**GOAL OF THE EXERCISE:**
Please rescale the rows from the line with "crowd, one line per instance." up to and including the last line, copying every line with its request. Multiply each point coordinate in the answers by 1.5 and round it to a whole number, with halves going up.

**LISTING:**
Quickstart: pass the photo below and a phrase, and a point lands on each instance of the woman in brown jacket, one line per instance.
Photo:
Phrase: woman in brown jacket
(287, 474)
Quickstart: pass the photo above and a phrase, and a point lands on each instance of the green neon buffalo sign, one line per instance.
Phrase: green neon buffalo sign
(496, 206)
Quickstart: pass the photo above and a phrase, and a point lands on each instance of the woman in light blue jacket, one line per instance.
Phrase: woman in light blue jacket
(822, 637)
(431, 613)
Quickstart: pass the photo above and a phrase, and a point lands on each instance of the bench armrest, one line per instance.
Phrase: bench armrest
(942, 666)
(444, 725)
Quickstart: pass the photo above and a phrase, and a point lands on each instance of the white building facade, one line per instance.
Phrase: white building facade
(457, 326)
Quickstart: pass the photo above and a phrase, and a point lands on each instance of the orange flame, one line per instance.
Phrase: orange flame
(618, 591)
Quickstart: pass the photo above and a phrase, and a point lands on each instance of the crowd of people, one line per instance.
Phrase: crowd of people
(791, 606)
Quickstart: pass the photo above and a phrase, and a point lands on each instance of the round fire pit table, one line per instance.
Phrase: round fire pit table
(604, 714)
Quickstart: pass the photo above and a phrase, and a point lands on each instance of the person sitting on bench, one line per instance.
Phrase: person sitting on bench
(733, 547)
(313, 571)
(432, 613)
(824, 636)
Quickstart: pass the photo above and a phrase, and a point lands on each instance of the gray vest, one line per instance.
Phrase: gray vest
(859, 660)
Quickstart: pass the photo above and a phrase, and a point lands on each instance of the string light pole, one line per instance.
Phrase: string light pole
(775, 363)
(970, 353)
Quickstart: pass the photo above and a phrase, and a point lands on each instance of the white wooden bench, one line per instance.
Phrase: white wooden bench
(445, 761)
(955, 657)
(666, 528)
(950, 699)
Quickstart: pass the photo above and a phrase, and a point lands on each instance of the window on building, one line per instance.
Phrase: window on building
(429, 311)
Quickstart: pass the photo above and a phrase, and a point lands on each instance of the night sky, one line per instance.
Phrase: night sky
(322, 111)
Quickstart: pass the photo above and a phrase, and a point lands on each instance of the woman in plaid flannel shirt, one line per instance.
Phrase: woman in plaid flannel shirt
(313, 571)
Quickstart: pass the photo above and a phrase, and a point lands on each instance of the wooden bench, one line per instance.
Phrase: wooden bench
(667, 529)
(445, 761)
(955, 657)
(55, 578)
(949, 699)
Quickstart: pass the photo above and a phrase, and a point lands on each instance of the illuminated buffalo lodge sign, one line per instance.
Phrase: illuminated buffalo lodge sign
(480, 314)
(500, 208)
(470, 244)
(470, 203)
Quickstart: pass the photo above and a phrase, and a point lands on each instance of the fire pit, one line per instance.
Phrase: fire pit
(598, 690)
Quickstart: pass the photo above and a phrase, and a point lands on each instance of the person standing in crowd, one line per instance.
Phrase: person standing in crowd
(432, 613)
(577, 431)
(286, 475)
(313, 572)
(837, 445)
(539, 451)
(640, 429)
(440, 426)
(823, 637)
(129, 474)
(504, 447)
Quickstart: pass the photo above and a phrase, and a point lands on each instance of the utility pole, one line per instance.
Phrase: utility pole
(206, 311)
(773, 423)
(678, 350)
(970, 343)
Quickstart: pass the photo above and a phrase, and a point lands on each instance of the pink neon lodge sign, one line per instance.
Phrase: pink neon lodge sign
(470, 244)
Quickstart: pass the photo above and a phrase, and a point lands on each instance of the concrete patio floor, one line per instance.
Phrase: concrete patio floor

**RESULT OF THIS EXERCISE:**
Quickstart: pass the photo above and a phrase, and a point lands on each instance of the person standing in crowd, one line per instance.
Phrase: person standing in crowd
(648, 920)
(866, 647)
(429, 713)
(470, 858)
(1256, 668)
(809, 677)
(960, 644)
(660, 639)
(1235, 956)
(194, 711)
(756, 671)
Quickstart: pass the photo above and a phrase, and a point lands on each instance of the utility pole, one line per instance.
Phrase: utility pole
(309, 467)
(1160, 635)
(1017, 525)
(1455, 515)
Quickstart: pass the photo above and a phrase, and a point lands on each instance of the pink neon lodge sign, one line per instance.
Phrase: pink neon lodge sign
(705, 366)
Quickstart: pass the photo above and a phrase, and a point lands on each instance of the concrete patio floor, one line per instance.
Phrase: concrete patio floor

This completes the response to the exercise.